** Start **
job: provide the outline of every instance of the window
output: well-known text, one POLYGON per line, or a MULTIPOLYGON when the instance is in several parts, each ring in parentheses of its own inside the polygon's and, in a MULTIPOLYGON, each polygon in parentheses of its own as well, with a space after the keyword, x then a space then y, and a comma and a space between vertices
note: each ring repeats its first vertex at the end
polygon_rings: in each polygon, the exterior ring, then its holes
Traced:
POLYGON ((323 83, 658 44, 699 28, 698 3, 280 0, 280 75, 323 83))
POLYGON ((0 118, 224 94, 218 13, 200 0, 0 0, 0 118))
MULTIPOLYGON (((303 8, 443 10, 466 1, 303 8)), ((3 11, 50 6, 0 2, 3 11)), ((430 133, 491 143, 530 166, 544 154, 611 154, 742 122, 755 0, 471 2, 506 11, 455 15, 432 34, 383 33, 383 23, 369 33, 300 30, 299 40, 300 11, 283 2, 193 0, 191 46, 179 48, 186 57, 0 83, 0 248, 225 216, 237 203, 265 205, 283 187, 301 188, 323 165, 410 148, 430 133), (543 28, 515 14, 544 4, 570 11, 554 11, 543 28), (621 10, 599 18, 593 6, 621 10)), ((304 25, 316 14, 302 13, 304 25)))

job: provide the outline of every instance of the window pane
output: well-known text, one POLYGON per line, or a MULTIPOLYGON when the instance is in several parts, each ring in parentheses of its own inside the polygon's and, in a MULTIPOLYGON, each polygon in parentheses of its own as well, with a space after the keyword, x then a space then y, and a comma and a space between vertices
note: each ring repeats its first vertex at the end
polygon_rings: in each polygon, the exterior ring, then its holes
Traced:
** End **
### WHAT IS EXPECTED
Copy the whole listing above line for line, without changing anything.

### RESPONSE BELOW
job: provide the outline of every instance of the window
output: well-known text, one POLYGON per line, or a MULTIPOLYGON when the instance is in several parts, each ring in parentheses of its own inside the polygon's and, in a MULTIPOLYGON, each polygon in parentheses of its own as well, with a space after the keyword, x then a space then y, and a comma and a space between vertices
note: each ring repeats its first vertex at the end
polygon_rings: in each polygon, the exterior ring, then its holes
Traced:
POLYGON ((323 83, 658 44, 699 28, 698 3, 280 0, 280 75, 323 83))
POLYGON ((0 118, 224 94, 218 13, 200 0, 0 0, 0 118))
MULTIPOLYGON (((303 8, 443 10, 466 1, 303 8)), ((3 11, 50 6, 0 2, 3 11)), ((430 133, 491 143, 530 166, 544 154, 611 154, 742 122, 755 0, 471 2, 506 11, 455 15, 432 34, 383 33, 383 23, 369 33, 300 30, 299 40, 300 11, 283 2, 193 0, 191 46, 179 48, 186 57, 0 83, 0 248, 225 216, 237 203, 265 205, 283 187, 301 188, 323 165, 410 148, 430 133), (543 28, 515 14, 544 4, 570 11, 554 11, 543 28), (621 10, 599 18, 593 6, 621 10)), ((304 25, 316 14, 302 13, 304 25)))

job: provide the outline of every instance of the window pane
output: well-known text, one POLYGON per line, or a MULTIPOLYGON when the instance is in several parts, each ring in parentheses of its own inside the polygon's and, in a MULTIPOLYGON, each polygon in parentheses of its own as well, with a space after the keyword, x then a space then y, and a comma and a space between vertices
note: each ring repeats its first vertex at the end
polygon_rings: in each polygon, the exterior ring, then its holes
Traced:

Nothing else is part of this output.